***** SUPPLIED PASSAGE

The Flavor That Street Food Built Is Now in a Bottle from Mission Craft Cocktails

Mission Craft Cocktails‘ bar-strength Tamarind Margarita brings Mexican candy flavors to a ready-to-drink cocktail that funds meals via Feeding America.

There’s a flavor system that’s been doing serious work in Mexican markets, corner tiendas, and street carts for generations — tamarind, chili, lime, and a hit of sweet heat — and nobody in the premium RTD cocktail space has touched it. Until now.

Mission Craft Cocktails, the Orange County-based brand that has been quietly building one of the more interesting bar-strength ready-to-drink lineups in the country, just launched its Tamarind Margarita. It lands in time for World Cocktail Day — May 13, which this year marks 220 years since the first printed definition of a “cocktail” appeared in 1806 — and it arrives not as a novelty flavor but as a legitimate expression built around a flavor profile that earned its credibility long before any cocktail trend discovered it.

What Mexican Candy Culture Actually Tastes Like

The Tamarind Margarita combines premium tequila and handmade orange liqueur with lime, tamarind, agave nectar, watermelon, and chili.

**********
***** SUPPLIED MATERIAL

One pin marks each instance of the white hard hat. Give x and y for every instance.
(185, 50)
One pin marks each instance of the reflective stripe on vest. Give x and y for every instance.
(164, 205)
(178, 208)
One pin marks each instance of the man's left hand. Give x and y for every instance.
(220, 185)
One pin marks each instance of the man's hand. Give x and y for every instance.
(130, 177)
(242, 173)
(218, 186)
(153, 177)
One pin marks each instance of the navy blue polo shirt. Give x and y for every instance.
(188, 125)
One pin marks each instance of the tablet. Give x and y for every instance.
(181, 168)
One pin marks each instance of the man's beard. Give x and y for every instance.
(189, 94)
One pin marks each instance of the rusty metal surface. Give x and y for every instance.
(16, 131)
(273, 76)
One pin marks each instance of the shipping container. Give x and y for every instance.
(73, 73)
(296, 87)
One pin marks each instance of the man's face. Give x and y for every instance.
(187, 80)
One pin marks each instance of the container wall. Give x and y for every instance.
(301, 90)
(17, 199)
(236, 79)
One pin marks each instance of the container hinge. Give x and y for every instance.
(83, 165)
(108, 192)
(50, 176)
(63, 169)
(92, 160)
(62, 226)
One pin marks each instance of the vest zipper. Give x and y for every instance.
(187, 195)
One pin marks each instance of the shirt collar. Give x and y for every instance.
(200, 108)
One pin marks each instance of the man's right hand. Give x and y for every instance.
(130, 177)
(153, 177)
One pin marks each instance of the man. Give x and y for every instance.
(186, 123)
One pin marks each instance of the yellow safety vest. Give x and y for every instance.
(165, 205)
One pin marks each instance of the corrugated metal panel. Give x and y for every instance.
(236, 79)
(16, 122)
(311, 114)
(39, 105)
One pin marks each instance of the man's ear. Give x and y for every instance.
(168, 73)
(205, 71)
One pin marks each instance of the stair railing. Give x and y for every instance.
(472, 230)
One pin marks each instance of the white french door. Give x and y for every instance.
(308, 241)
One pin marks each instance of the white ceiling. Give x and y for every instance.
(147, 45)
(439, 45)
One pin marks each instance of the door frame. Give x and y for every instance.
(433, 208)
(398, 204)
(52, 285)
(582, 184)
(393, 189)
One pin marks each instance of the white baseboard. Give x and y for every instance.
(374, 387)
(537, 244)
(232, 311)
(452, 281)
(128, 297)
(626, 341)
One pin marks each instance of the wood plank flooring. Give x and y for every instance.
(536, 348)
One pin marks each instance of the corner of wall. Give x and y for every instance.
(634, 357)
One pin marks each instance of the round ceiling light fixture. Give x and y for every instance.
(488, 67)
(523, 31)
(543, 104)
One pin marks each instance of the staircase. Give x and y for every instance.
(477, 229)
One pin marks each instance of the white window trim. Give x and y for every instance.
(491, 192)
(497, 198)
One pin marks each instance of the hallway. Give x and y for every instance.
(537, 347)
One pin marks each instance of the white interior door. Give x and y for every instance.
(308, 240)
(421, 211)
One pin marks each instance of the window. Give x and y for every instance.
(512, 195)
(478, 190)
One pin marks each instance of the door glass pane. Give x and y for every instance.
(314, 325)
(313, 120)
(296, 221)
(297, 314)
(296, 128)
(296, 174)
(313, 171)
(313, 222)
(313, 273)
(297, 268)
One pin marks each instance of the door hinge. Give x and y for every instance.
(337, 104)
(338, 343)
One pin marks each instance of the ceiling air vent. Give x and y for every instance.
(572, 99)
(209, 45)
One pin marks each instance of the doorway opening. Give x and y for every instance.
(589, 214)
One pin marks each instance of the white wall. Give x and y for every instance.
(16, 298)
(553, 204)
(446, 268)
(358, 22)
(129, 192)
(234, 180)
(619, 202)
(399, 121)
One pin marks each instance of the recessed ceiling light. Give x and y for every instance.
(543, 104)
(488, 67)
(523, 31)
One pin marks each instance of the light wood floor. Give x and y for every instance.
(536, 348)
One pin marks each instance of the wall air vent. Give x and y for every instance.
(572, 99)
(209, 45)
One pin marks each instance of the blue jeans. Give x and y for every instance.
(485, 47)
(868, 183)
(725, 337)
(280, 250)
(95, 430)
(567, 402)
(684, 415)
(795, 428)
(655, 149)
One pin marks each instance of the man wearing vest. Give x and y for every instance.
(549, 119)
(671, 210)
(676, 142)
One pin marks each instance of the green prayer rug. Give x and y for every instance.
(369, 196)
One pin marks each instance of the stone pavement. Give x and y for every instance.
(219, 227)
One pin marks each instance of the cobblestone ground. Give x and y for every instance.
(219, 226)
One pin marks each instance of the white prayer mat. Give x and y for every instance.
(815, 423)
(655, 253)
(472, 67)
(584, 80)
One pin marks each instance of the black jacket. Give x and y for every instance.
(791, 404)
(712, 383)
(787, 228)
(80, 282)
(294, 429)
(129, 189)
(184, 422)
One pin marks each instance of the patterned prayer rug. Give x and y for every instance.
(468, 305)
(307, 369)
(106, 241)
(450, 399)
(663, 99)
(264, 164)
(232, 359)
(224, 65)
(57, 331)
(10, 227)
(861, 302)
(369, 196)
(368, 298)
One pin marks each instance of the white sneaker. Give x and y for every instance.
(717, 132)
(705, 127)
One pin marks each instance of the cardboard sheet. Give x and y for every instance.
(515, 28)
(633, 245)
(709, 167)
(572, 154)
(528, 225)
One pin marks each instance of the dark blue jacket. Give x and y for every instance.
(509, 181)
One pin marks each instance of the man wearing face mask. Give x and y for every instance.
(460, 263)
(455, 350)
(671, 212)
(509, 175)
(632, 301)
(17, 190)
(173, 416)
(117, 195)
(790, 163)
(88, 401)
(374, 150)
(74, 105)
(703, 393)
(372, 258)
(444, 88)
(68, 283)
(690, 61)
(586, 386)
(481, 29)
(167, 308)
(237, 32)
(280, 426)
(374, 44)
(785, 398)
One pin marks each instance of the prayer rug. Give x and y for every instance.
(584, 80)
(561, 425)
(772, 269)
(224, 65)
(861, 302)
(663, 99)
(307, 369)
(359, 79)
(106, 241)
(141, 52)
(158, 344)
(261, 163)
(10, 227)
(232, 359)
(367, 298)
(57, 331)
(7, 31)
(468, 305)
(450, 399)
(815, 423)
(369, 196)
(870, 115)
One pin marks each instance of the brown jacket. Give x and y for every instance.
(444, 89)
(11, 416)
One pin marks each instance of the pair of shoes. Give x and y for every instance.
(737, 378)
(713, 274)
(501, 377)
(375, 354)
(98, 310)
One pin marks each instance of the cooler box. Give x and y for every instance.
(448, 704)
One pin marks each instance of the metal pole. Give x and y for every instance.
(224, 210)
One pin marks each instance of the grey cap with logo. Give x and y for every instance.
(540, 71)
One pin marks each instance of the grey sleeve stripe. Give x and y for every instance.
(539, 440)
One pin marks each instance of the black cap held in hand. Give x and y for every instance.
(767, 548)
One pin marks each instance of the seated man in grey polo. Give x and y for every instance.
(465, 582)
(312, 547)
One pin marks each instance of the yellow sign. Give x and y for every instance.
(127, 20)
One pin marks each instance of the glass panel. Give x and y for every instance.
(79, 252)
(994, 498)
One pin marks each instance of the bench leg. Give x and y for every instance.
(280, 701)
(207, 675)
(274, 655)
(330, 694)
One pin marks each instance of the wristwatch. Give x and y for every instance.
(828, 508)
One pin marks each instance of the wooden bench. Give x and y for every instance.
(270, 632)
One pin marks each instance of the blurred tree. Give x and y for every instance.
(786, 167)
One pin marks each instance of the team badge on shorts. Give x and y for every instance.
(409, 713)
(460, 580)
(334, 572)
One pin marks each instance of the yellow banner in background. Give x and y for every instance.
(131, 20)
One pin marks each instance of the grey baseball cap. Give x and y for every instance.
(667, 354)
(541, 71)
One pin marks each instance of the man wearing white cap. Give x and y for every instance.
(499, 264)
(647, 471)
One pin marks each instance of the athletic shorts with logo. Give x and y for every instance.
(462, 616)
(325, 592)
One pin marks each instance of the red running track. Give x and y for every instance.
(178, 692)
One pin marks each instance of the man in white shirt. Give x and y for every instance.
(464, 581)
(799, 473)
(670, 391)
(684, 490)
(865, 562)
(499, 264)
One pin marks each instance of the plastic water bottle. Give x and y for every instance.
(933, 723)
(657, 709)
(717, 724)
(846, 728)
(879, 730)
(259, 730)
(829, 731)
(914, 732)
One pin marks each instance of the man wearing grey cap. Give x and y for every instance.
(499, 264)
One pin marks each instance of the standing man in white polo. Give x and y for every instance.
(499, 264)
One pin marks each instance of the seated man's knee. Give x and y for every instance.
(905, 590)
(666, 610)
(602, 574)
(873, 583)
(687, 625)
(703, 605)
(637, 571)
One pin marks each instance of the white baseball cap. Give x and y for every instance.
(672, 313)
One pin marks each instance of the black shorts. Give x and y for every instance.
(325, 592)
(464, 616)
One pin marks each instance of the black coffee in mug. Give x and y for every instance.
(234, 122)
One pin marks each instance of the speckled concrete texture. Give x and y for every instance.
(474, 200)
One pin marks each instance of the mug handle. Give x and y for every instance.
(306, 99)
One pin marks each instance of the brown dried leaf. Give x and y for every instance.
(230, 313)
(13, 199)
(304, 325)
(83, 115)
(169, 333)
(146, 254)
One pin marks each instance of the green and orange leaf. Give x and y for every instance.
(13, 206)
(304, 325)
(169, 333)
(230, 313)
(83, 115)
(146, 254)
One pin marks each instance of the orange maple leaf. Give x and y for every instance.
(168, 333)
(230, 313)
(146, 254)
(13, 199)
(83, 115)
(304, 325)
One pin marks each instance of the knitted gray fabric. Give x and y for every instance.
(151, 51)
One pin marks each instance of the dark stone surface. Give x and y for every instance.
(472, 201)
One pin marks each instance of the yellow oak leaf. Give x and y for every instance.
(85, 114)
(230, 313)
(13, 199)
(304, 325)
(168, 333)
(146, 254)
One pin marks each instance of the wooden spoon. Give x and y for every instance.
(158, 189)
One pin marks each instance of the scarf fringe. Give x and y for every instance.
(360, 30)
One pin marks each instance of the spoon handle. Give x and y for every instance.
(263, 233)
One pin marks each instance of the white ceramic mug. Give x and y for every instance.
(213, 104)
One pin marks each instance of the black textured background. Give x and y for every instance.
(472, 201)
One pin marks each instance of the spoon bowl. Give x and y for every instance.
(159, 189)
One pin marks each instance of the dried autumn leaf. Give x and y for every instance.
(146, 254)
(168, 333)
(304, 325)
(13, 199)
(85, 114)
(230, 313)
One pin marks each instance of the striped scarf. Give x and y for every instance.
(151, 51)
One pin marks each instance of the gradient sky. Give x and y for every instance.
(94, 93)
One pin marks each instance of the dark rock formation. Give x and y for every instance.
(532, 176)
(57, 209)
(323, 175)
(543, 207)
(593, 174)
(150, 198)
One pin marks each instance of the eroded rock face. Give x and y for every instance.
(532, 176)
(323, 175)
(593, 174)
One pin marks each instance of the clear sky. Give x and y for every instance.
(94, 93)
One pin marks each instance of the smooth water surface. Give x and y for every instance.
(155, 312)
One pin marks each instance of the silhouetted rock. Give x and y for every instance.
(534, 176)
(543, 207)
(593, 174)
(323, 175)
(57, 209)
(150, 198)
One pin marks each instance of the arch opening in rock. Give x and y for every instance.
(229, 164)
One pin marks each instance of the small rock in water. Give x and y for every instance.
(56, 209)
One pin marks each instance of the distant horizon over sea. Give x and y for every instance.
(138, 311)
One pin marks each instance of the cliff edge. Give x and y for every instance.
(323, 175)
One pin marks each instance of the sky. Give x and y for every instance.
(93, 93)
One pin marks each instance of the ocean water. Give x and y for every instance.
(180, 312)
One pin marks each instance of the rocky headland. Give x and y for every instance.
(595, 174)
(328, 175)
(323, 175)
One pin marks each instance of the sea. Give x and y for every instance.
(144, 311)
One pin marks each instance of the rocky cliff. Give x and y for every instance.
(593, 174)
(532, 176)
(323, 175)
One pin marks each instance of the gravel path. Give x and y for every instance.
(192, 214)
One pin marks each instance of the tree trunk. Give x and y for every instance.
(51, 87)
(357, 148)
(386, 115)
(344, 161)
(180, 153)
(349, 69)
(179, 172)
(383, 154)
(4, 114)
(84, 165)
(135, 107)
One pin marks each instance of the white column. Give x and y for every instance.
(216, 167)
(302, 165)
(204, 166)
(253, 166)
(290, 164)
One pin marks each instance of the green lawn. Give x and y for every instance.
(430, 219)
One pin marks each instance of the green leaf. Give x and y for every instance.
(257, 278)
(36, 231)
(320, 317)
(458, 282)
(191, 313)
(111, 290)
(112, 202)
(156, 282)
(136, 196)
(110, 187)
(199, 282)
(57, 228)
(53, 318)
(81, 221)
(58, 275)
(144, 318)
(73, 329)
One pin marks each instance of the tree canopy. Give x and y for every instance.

**********

__TASK INSTRUCTIONS__:
A) Does the Tamarind Margarita article agree with each statement: (i) Mission Craft Cocktails is based in Orange County, (ii) World Cocktail Day falls on May 13, (iii) the Tamarind Margarita contains mango? Answer yes or no for each, quoting the deciding words of the article.
B) Please retype everything in the Tamarind Margarita article from "There’s a flavor" down to "it. Until now.".
The records have nothing to do with the text.

__SET OF ANSWERS__:
A)
(i) Yes: "the Orange County-based brand"
(ii) Yes: "World Cocktail Day — May 13"
(iii) No: "combines premium tequila and handmade orange liqueur with lime, tamarind, agave nectar, watermelon, and chili"

B)
There’s a flavor system that’s been doing serious work in Mexican markets, corner tiendas, and street carts for generations — tamarind, chili, lime, and a hit of sweet heat — and nobody in the premium RTD cocktail space has touched it. Until now.